(Data provided begins)

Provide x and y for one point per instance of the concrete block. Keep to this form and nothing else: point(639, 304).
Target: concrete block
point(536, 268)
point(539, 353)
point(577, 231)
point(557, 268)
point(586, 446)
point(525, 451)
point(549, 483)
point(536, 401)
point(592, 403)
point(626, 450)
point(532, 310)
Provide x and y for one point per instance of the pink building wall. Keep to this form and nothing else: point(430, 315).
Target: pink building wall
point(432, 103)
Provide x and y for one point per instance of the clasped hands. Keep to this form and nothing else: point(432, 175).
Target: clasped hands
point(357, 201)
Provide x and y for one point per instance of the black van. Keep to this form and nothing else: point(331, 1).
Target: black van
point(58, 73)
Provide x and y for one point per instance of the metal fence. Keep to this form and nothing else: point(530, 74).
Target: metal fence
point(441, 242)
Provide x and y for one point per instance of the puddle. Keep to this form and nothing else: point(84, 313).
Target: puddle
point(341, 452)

(Data provided ends)
(Data provided begins)

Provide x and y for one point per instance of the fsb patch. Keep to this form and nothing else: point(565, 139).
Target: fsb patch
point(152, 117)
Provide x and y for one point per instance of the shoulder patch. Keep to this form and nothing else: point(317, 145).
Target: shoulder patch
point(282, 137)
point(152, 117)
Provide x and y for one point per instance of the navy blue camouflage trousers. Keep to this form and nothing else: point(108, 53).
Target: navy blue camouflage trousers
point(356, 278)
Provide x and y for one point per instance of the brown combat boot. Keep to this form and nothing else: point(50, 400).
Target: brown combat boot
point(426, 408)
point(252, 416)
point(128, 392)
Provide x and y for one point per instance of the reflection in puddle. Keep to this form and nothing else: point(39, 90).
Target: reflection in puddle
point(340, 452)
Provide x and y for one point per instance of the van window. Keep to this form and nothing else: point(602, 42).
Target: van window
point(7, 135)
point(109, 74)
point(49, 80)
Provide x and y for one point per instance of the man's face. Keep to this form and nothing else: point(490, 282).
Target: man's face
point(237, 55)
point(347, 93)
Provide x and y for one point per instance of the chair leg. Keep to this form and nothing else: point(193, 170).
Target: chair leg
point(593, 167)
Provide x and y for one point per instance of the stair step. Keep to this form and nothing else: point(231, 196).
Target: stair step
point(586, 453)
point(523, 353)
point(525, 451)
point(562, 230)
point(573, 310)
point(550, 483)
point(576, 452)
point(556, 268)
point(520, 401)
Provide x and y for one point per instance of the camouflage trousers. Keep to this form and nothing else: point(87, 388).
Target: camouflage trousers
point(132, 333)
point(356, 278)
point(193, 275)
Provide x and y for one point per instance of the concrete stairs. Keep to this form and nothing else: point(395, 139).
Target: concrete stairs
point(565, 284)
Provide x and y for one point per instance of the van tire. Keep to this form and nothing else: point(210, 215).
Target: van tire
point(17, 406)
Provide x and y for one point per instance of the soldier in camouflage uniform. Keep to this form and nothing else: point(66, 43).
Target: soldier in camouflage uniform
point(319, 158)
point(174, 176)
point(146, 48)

(Data provided ends)

What you will do: Return exactly the lines above from the line that has "else: point(50, 400)." through the line that has "else: point(395, 139).", inclusive, and nothing else.

Solved exercise:
Provide x and y for one point per instance of the brown combat boot. Keep to this form and nothing else: point(50, 400).
Target: brown combat boot
point(426, 408)
point(252, 416)
point(128, 392)
Provide x and y for one point per instance of the reflection in puddle. Keep to this form and nothing else: point(39, 90).
Target: reflection in puddle
point(340, 452)
Provide x and y for one point per instance of the van window. Keep to this form and nothing else: point(602, 42).
Target: van window
point(7, 135)
point(109, 74)
point(49, 80)
Provide x and y for one point per instance of the man's face. Keep to this form and nothing else: point(490, 282).
Target: man's face
point(237, 55)
point(347, 93)
Provide x and y for one point per instance of the chair leg. Keep to this form and nothing else: point(193, 170).
Target: chair leg
point(593, 167)
Provide x and y for one point per instance of the stair step. Keep to this form and nothing else: point(231, 196).
Target: stair step
point(586, 453)
point(523, 353)
point(525, 451)
point(562, 230)
point(573, 310)
point(550, 483)
point(576, 452)
point(556, 268)
point(520, 401)
Provide x and y for one point per instance of the camouflage trousers. Keep to this form and nothing else: point(87, 388).
Target: camouflage trousers
point(132, 333)
point(356, 278)
point(193, 275)
Provide x and y for one point per instance of the concrete stairs. Keep to this form and nothing else: point(395, 139).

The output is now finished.